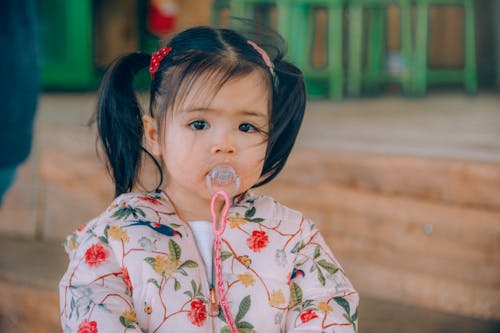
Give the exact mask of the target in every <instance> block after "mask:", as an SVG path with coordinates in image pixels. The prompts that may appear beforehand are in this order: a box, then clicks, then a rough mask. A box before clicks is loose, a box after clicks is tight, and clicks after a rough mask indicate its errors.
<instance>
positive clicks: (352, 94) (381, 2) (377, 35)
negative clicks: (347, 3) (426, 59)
mask: <svg viewBox="0 0 500 333" xmlns="http://www.w3.org/2000/svg"><path fill="white" fill-rule="evenodd" d="M410 1H411V0H350V2H349V64H348V73H347V81H348V82H347V87H348V88H347V89H348V95H349V96H352V97H359V96H360V95H361V88H362V86H363V85H364V86H365V87H366V88H367V90H369V91H370V90H371V91H374V90H375V88H378V87H379V86H380V84H382V83H389V82H396V83H400V84H401V87H402V90H403V93H404V94H405V95H410V94H411V93H412V91H413V89H412V86H411V85H412V81H413V79H412V76H413V73H412V70H413V68H414V66H413V55H412V50H413V47H412V40H413V39H412V35H411V2H410ZM391 4H394V5H397V6H399V10H400V18H401V19H400V22H401V23H400V29H401V34H400V40H401V59H402V71H401V73H398V74H393V73H386V72H385V71H384V70H383V69H384V67H385V64H384V60H385V56H386V54H385V45H386V39H385V28H386V24H385V21H386V10H387V6H389V5H391ZM364 9H367V10H368V12H369V14H370V15H369V22H368V24H369V35H368V36H367V37H368V38H366V39H363V23H364V22H363V10H364ZM363 40H364V41H365V42H366V46H367V61H366V69H364V68H363Z"/></svg>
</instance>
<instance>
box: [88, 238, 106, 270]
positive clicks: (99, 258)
mask: <svg viewBox="0 0 500 333" xmlns="http://www.w3.org/2000/svg"><path fill="white" fill-rule="evenodd" d="M108 256H109V253H108V251H107V250H106V249H105V248H103V247H102V245H101V244H94V245H92V246H91V247H89V248H88V250H87V251H86V252H85V262H86V263H87V265H89V266H90V267H92V266H99V265H100V264H102V263H103V262H104V261H105V260H106V258H107V257H108Z"/></svg>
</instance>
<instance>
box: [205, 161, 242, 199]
mask: <svg viewBox="0 0 500 333" xmlns="http://www.w3.org/2000/svg"><path fill="white" fill-rule="evenodd" d="M205 181H206V184H207V187H208V190H209V191H210V192H211V193H212V194H214V193H215V192H216V188H217V187H224V188H226V187H227V186H228V185H231V184H233V186H232V188H231V190H230V191H229V189H227V188H226V190H228V194H229V195H230V196H234V195H236V194H237V193H238V190H239V188H240V177H239V176H238V175H237V174H236V171H235V170H234V169H233V167H231V166H230V165H227V164H222V165H216V166H215V167H214V168H213V169H212V170H210V172H209V173H208V175H207V177H206V178H205Z"/></svg>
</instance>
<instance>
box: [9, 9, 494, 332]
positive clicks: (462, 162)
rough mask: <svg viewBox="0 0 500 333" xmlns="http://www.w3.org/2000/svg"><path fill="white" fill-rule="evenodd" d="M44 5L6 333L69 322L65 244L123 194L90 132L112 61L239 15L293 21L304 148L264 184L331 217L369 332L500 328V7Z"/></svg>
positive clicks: (43, 331) (11, 215)
mask: <svg viewBox="0 0 500 333" xmlns="http://www.w3.org/2000/svg"><path fill="white" fill-rule="evenodd" d="M34 2H35V4H36V15H35V16H36V27H37V28H36V35H37V43H38V50H39V52H38V59H37V61H39V63H40V76H41V89H42V92H41V94H40V95H39V99H38V109H37V114H36V118H35V130H34V140H33V147H32V150H31V154H30V156H29V158H28V159H27V160H26V161H25V162H24V163H23V164H22V165H20V167H19V170H18V173H17V177H16V178H15V182H14V184H13V186H12V187H11V188H10V190H9V191H8V192H7V194H6V196H5V198H4V203H3V205H2V206H1V208H0V295H1V297H0V331H1V332H54V331H60V327H59V308H58V307H59V306H58V294H57V283H58V280H59V279H60V277H61V276H62V274H63V272H64V270H65V269H66V265H67V258H66V255H65V253H64V250H63V248H62V241H63V239H64V237H65V236H66V235H67V234H69V233H70V232H72V231H73V230H74V229H76V228H77V227H78V226H79V225H81V224H83V223H85V222H87V221H88V220H90V219H91V218H93V217H95V216H96V215H98V214H99V213H100V212H101V211H102V210H103V209H104V208H105V207H106V206H107V205H108V204H109V202H110V201H111V200H112V199H113V186H112V183H111V181H110V180H109V178H108V177H107V174H106V171H105V167H104V164H103V162H102V161H101V160H100V159H99V158H98V157H97V155H96V140H95V137H96V130H95V128H92V127H88V126H87V123H88V121H89V119H90V118H91V115H92V113H93V112H94V109H95V104H96V90H97V89H98V86H99V81H100V79H101V77H102V75H103V73H104V71H105V69H106V68H107V66H108V65H109V64H110V63H111V62H112V61H113V59H115V58H116V57H118V56H119V55H121V54H123V53H126V52H133V51H137V50H142V51H144V52H148V53H151V52H152V51H155V50H157V49H158V47H159V46H160V45H161V42H160V41H161V40H162V39H165V38H167V39H168V36H171V35H172V33H175V32H176V31H179V30H182V29H184V28H187V27H190V26H193V25H213V26H220V27H231V26H232V24H233V23H232V21H231V19H230V17H231V16H237V17H247V18H252V19H254V20H255V21H256V22H258V23H259V24H261V25H264V26H269V27H272V28H274V29H276V30H278V31H279V32H280V33H281V34H282V35H283V36H284V37H285V38H286V40H287V41H288V51H289V53H288V55H287V57H288V59H290V60H291V61H293V62H295V63H296V64H298V66H299V67H300V68H301V69H302V70H303V72H304V76H305V79H306V82H307V89H308V96H309V101H308V106H307V114H306V117H305V120H304V125H303V129H302V131H301V134H300V137H299V139H298V142H297V147H296V149H295V151H294V152H293V153H292V155H291V157H290V160H289V162H288V164H287V167H286V168H285V170H284V172H283V173H282V174H281V175H280V176H279V177H278V178H277V179H276V180H275V181H273V182H272V183H271V184H269V185H266V187H265V188H262V189H259V190H258V191H262V192H265V193H269V194H271V195H273V196H274V197H276V198H277V199H278V200H279V201H281V202H283V203H284V204H287V205H289V206H291V207H293V208H295V209H299V210H302V211H303V212H304V213H305V214H306V215H308V216H309V217H311V218H312V219H313V220H314V221H315V222H316V223H317V224H318V227H319V228H320V230H321V231H322V232H323V234H324V236H325V238H326V239H327V240H328V242H329V244H330V245H331V247H332V248H333V250H334V252H335V254H336V256H337V257H338V259H339V260H340V262H341V263H342V264H343V266H344V269H345V270H346V272H347V275H348V276H349V277H350V279H351V280H352V282H353V284H354V285H355V287H356V288H357V289H358V290H359V291H360V294H361V309H360V315H359V318H360V326H359V327H360V328H359V331H360V332H361V333H364V332H368V333H371V332H500V1H498V0H475V1H474V0H317V1H314V0H276V1H264V0H247V1H244V0H225V1H212V0H196V1H195V0H164V1H161V0H158V1H146V0H142V1H141V0H139V1H138V0H120V1H118V0H108V1H97V0H93V1H85V0H75V1H63V0H44V1H42V0H38V1H34ZM0 24H1V23H0ZM2 76H3V75H2ZM3 79H6V78H5V77H4V78H3ZM7 79H8V78H7ZM148 80H149V79H148V75H147V73H142V74H141V75H140V77H139V78H138V80H137V82H136V83H137V88H138V90H139V91H146V90H147V87H148V84H149V81H148ZM141 96H145V94H142V93H141ZM0 110H1V107H0ZM1 112H2V111H0V113H1ZM3 144H5V143H3Z"/></svg>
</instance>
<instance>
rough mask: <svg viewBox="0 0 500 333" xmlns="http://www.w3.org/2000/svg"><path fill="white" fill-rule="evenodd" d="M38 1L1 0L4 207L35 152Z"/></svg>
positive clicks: (1, 174) (1, 130)
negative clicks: (14, 184)
mask: <svg viewBox="0 0 500 333" xmlns="http://www.w3.org/2000/svg"><path fill="white" fill-rule="evenodd" d="M36 26H37V21H36V12H35V1H32V0H19V1H0V50H1V53H0V101H1V103H2V104H1V106H0V206H1V205H2V201H3V197H4V195H5V193H6V192H7V190H8V189H9V187H10V186H11V185H12V183H13V182H14V179H15V175H16V171H17V168H18V166H19V165H20V164H21V163H23V162H24V161H25V160H26V159H27V157H28V156H29V153H30V151H31V143H32V137H33V122H34V116H35V112H36V108H37V100H38V94H39V90H40V86H39V77H40V76H39V64H38V47H37V36H36V35H37V32H36Z"/></svg>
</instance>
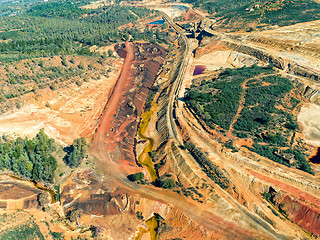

= = = =

* **Work instructions**: Above are the records. Copy every line in them holding "rough".

* **Exercise response**:
Give the exact mask of the target in every <instance> block after "mask:", as an SVG path with coordinates in image pixels. The prompts that may appear beforehand are in this order: a box, then clicks, then a rough mask. A box before clicks is loose, a box after clicks is tight, and clicks after a rough mask indicate its errors.
rough mask: <svg viewBox="0 0 500 333" xmlns="http://www.w3.org/2000/svg"><path fill="white" fill-rule="evenodd" d="M44 5L6 333L69 322L65 244L123 194L90 132L112 61L239 15L293 21L304 148L264 184L331 217L369 332L500 328V7Z"/></svg>
rough mask: <svg viewBox="0 0 500 333" xmlns="http://www.w3.org/2000/svg"><path fill="white" fill-rule="evenodd" d="M38 1L1 0L4 207L35 152Z"/></svg>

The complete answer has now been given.